*TASK TO CARRY OUT:* Copy out each line of the listing that has the word "below" in it.

┌─ RECORDS SHOWN

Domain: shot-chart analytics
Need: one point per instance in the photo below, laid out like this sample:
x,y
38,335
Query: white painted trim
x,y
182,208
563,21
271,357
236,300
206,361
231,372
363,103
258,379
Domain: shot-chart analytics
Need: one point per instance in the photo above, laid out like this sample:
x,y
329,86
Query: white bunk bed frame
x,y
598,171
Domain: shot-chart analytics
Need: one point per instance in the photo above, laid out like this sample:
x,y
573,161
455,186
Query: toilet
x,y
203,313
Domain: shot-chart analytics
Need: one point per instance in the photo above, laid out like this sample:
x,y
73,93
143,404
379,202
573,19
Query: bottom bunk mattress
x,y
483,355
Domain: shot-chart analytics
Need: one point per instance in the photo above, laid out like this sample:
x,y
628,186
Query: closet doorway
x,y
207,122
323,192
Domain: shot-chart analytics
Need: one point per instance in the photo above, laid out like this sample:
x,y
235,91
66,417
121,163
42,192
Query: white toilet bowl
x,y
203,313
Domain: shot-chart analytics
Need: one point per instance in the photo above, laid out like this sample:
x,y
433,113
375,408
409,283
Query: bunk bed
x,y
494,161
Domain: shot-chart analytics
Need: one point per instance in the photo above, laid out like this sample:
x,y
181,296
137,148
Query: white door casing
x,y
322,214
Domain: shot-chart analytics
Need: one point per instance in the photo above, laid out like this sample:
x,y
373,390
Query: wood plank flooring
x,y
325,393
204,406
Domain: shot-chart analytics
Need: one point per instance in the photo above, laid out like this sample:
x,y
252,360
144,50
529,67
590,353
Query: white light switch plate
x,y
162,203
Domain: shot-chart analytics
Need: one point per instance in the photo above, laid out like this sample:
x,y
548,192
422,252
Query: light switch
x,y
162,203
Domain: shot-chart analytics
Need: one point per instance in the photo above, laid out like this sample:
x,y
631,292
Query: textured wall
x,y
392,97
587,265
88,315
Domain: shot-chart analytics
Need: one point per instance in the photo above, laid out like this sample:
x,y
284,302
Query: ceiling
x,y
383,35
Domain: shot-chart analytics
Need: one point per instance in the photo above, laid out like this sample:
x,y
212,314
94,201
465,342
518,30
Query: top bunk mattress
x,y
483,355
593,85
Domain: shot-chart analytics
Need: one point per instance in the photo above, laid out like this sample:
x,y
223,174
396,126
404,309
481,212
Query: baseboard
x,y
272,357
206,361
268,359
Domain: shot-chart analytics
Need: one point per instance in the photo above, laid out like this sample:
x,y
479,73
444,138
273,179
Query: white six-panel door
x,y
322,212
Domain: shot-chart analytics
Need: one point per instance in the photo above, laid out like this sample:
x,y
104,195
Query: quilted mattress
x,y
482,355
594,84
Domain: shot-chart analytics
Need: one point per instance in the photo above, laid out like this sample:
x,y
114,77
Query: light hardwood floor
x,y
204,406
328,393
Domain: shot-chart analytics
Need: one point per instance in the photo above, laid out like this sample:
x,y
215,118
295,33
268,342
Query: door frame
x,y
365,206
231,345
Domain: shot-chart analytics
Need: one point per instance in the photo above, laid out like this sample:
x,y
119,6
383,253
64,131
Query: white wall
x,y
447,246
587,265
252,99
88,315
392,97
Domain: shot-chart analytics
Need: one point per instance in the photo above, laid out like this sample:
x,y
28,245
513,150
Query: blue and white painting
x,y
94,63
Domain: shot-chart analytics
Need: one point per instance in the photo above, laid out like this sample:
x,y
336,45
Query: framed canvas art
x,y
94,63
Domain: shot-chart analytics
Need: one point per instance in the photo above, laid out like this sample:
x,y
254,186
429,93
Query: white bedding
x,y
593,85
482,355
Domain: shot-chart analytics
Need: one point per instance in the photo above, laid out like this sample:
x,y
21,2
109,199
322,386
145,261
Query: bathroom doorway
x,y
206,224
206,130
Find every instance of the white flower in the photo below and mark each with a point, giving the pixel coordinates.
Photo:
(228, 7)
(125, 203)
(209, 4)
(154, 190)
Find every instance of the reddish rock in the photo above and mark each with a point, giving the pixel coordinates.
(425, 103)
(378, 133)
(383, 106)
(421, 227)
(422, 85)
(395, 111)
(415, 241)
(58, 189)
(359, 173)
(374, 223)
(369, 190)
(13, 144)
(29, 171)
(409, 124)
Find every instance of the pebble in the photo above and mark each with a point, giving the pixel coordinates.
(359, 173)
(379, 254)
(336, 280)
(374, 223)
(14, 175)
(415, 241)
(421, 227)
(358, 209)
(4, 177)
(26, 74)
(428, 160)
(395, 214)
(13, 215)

└─

*SOLUTION FOR THIS TASK:*
Need: one point per instance in the photo below, laid out like this sample:
Find every instance of the white flower in the photo below and mark each with a point, giving the pixel coordinates.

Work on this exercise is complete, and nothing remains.